_To do_
Begin at the line that contains "Highlight wooden balcony" and copy every line through the end of the items, requests included, scaling each bounding-box coordinate in the answers by 1.05 and rounding it to a whole number, with halves rounded up. Omit the pictures from your answer.

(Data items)
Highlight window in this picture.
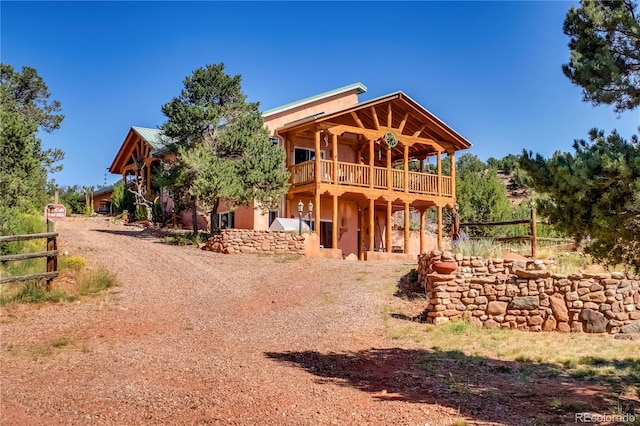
[218,212,235,229]
[293,147,325,164]
[269,210,279,226]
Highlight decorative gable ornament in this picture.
[384,130,398,148]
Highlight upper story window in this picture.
[218,212,236,229]
[269,210,279,226]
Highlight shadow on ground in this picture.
[265,348,640,425]
[91,228,162,240]
[393,269,427,300]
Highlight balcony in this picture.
[289,160,453,197]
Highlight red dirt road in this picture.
[0,218,536,425]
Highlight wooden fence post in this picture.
[46,231,58,291]
[531,207,538,258]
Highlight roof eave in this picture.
[262,82,367,118]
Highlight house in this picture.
[110,83,471,260]
[77,185,113,214]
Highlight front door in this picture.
[320,221,334,248]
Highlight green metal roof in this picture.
[131,126,172,151]
[262,83,367,117]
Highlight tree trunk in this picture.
[209,198,220,235]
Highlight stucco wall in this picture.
[418,251,640,333]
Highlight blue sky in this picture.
[0,1,640,185]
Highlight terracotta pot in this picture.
[431,262,458,274]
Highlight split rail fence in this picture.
[0,232,58,289]
[460,209,573,257]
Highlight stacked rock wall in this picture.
[202,229,305,255]
[418,251,640,333]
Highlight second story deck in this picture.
[289,160,453,197]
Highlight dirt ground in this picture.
[0,218,632,425]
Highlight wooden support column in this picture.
[313,189,320,237]
[404,144,409,192]
[369,198,376,251]
[331,134,338,185]
[145,164,152,197]
[314,130,322,185]
[404,201,411,253]
[420,210,426,253]
[284,195,291,219]
[449,151,456,199]
[436,151,442,195]
[358,207,364,260]
[387,147,393,191]
[384,200,393,253]
[369,139,375,188]
[436,206,442,250]
[331,195,338,249]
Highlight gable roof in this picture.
[131,126,172,150]
[278,92,471,150]
[109,126,173,174]
[262,82,367,117]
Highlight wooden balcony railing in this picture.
[289,160,452,197]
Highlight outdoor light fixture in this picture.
[298,200,313,235]
[298,200,304,235]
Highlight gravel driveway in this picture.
[0,218,468,425]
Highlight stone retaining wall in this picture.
[202,229,306,255]
[418,251,640,333]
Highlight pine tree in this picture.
[521,129,640,268]
[160,64,289,232]
[562,0,640,112]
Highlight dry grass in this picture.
[0,256,117,306]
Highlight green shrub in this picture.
[58,256,87,272]
[452,238,503,258]
[77,267,117,296]
[0,281,72,306]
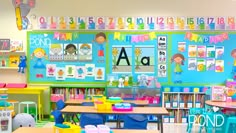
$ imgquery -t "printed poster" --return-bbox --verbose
[78,43,93,61]
[76,66,86,79]
[188,58,197,71]
[197,59,206,72]
[56,67,66,80]
[49,44,63,61]
[95,67,105,80]
[207,45,216,58]
[46,64,57,77]
[85,64,95,77]
[188,45,197,57]
[66,65,75,78]
[215,60,224,72]
[197,45,206,58]
[178,42,186,52]
[157,36,167,49]
[216,46,224,59]
[206,58,215,71]
[157,50,167,63]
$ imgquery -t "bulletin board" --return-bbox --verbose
[28,30,236,86]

_Result for this exercise_
Highlight wooden balcony railing in this picture.
[303,168,475,207]
Highlight outdoor light fixture in this picture.
[313,210,329,247]
[313,210,319,247]
Highlight gravel driveway in this picture.
[0,229,491,446]
Highlight stone retaining wall in this picture.
[212,240,321,268]
[439,264,672,350]
Highlight pine tree in this picture.
[547,135,672,281]
[168,67,303,244]
[590,0,672,118]
Highlight dry grass in this picture.
[0,269,123,321]
Highlight green shrub in this picture.
[61,269,91,286]
[475,250,528,271]
[81,280,123,311]
[0,295,76,321]
$ imgquery -t "printed poster" --return-bbox --verbose
[82,45,98,64]
[80,69,90,83]
[197,61,207,75]
[207,62,216,76]
[59,70,69,84]
[51,46,66,64]
[100,70,110,84]
[217,47,227,61]
[48,67,60,81]
[89,67,100,81]
[197,47,207,60]
[69,68,79,82]
[226,63,235,76]
[207,47,216,61]
[187,44,195,55]
[165,38,175,51]
[227,48,235,62]
[216,61,226,75]
[165,53,175,66]
$ imgquery -t "bulletin board" --return-bbox --verbose
[29,32,248,90]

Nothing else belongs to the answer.